* _Short problem a_: Rewrite the rows starting with the line that contains "Annotation guideline — the target class is building" and going on through the line that contains "479;247;485;271", with "smallest" replaced by "tightest" and everything else unchanged, and give only those rows.

* _Selection_:
++++++++++++++++++++
The New York Times versus the New York Times
I have known Hoover colleague, economist Paul Gregory, for about 5 years, and gotten to know him better in the last 3. An expert on Russia’s economy and increasingly on China’s economy, he has written two articles on those topics for Econlib. I had no idea, until reading this New York Times article, “Lee Harvey Oswald Was My Friend,” earlier this month, that he had known Lee Harvey Oswald, the Communist ex-Marine who murdered John F. Kennedy. The whole piece is fascinating. Here are three paragraphs that make the case for Oswald’s motivation and why Gregory finds it implausible that someone would conspire with Oswald:
On the Saturday morning after Kennedy was killed, I was sitting in my small apartment in Norman when a Secret Service agent and the local chief of police arrived and took me some 20 miles down I-35 to Oklahoma City for questioning. As we drove, I began telling them about how I met Oswald, the evenings driving around Fort Worth, the Dallas Russians and how a college kid got caught up with an accused assassin. After they escorted me into a nondescript conference room in a downtown building, the agents homed in on the question of the day, which, of course, has lingered over the past 50 years: Did I think Oswald worked alone or was part of a larger conspiracy? I told them simply that, if I were organizing a conspiracy, he would have been the last person I would recruit. He was too difficult and unreliable.
++++++++++++++++++++
* _Extracted material_:
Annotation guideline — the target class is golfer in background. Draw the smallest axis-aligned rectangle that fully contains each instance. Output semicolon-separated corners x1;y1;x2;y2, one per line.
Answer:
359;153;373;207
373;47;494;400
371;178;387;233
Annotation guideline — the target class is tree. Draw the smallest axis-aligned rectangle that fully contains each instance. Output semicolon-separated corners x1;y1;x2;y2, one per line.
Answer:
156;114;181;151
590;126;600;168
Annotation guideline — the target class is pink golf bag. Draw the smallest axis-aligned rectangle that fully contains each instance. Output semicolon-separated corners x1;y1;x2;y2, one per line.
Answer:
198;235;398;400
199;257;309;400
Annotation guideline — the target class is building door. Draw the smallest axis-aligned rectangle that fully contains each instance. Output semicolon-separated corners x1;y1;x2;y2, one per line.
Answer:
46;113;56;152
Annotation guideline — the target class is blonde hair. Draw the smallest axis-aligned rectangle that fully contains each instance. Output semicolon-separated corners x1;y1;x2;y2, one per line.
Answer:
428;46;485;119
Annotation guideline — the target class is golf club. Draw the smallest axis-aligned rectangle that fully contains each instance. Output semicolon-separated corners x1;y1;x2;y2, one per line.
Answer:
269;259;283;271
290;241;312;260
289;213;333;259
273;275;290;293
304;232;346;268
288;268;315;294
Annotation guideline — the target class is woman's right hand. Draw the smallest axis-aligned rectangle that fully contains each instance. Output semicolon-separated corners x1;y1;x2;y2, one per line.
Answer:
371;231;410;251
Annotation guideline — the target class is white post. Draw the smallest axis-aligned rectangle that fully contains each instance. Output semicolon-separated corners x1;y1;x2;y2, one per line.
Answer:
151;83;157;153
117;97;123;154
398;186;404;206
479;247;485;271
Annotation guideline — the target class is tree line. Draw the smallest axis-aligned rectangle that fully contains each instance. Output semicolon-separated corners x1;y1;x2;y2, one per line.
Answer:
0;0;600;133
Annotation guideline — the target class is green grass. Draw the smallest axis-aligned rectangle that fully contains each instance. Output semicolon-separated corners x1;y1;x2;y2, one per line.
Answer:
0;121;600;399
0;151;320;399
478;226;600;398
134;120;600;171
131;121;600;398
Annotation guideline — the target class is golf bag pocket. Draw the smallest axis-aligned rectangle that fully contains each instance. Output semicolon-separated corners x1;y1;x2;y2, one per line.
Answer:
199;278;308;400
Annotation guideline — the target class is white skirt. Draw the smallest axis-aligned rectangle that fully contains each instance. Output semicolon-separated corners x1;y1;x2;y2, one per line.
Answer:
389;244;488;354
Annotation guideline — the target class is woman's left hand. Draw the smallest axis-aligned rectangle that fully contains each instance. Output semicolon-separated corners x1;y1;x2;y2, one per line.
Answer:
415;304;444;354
++++++++++++++++++++
* _Short problem b_: Reproduce the full passage about Paul Gregory and Lee Harvey Oswald word for word.

* _Full answer a_:
Annotation guideline — the target class is building door. Draw the tightest axis-aligned rectangle that fully contains each instance. Output semicolon-separated corners x1;y1;x2;y2, one per line.
Answer:
46;113;56;152
Annotation guideline — the target class is blonde hair. Draw the tightest axis-aligned rectangle that fully contains each instance. Output semicolon-separated corners x1;y1;x2;y2, one per line.
Answer:
428;46;485;119
Annotation guideline — the target class is golf club. Draw the tightest axis-aligned rectangle that fully contains each instance. Output semicolon-separated corners x1;y1;x2;y2, one per line.
Answer:
269;259;283;271
290;241;312;260
289;213;333;259
273;275;290;293
304;232;346;268
288;268;315;294
Annotation guideline — the target class is woman's right hand. Draw the tightest axis-aligned rectangle that fully contains each instance. Output semicolon-separated corners x1;y1;x2;y2, one per line.
Answer:
371;231;410;251
Annotation guideline — the target class is white post. Draw the tightest axis-aligned rectangle that fully contains each instance. Output semicolon-separated corners x1;y1;x2;y2, one per line.
Answer:
151;83;157;153
117;97;123;154
398;186;404;206
479;247;485;271

* _Full answer b_:
The New York Times versus the New York Times
I have known Hoover colleague, economist Paul Gregory, for about 5 years, and gotten to know him better in the last 3. An expert on Russia’s economy and increasingly on China’s economy, he has written two articles on those topics for Econlib. I had no idea, until reading this New York Times article, “Lee Harvey Oswald Was My Friend,” earlier this month, that he had known Lee Harvey Oswald, the Communist ex-Marine who murdered John F. Kennedy. The whole piece is fascinating. Here are three paragraphs that make the case for Oswald’s motivation and why Gregory finds it implausible that someone would conspire with Oswald:
On the Saturday morning after Kennedy was killed, I was sitting in my small apartment in Norman when a Secret Service agent and the local chief of police arrived and took me some 20 miles down I-35 to Oklahoma City for questioning. As we drove, I began telling them about how I met Oswald, the evenings driving around Fort Worth, the Dallas Russians and how a college kid got caught up with an accused assassin. After they escorted me into a nondescript conference room in a downtown building, the agents homed in on the question of the day, which, of course, has lingered over the past 50 years: Did I think Oswald worked alone or was part of a larger conspiracy? I told them simply that, if I were organizing a conspiracy, he would have been the last person I would recruit. He was too difficult and unreliable.